= EXERCISE OBJECTIVE =
Count how many lines in the items below contain the string "find", with case taken into account. Reply with the number only.

= THE INPUT =
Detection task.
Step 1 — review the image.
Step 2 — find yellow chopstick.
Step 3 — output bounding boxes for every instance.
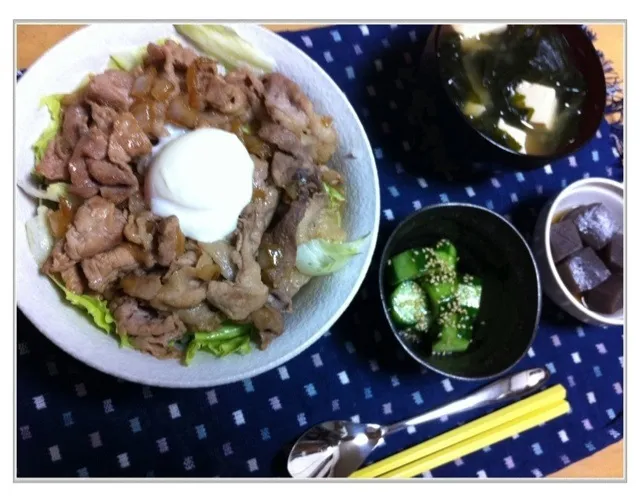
[350,384,567,478]
[379,400,569,479]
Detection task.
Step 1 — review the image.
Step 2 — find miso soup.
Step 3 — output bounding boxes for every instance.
[438,24,586,155]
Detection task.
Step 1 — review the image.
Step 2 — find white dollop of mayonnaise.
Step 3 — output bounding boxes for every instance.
[145,128,254,243]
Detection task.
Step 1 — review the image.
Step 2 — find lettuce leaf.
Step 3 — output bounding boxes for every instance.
[49,276,116,334]
[107,38,169,72]
[32,94,64,164]
[18,182,74,203]
[184,322,255,365]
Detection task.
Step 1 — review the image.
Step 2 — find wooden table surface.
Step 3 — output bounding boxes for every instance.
[16,24,624,478]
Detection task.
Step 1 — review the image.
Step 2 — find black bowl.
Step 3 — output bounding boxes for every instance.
[378,203,542,380]
[420,25,606,170]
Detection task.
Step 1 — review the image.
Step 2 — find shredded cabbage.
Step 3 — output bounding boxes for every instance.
[184,322,255,365]
[32,94,64,164]
[116,330,133,348]
[174,24,276,72]
[49,275,117,334]
[107,38,169,72]
[25,205,54,266]
[18,182,71,203]
[296,235,368,276]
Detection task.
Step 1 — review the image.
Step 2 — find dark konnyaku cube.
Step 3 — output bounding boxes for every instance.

= SOLUTION TO THIS PROBLEM =
8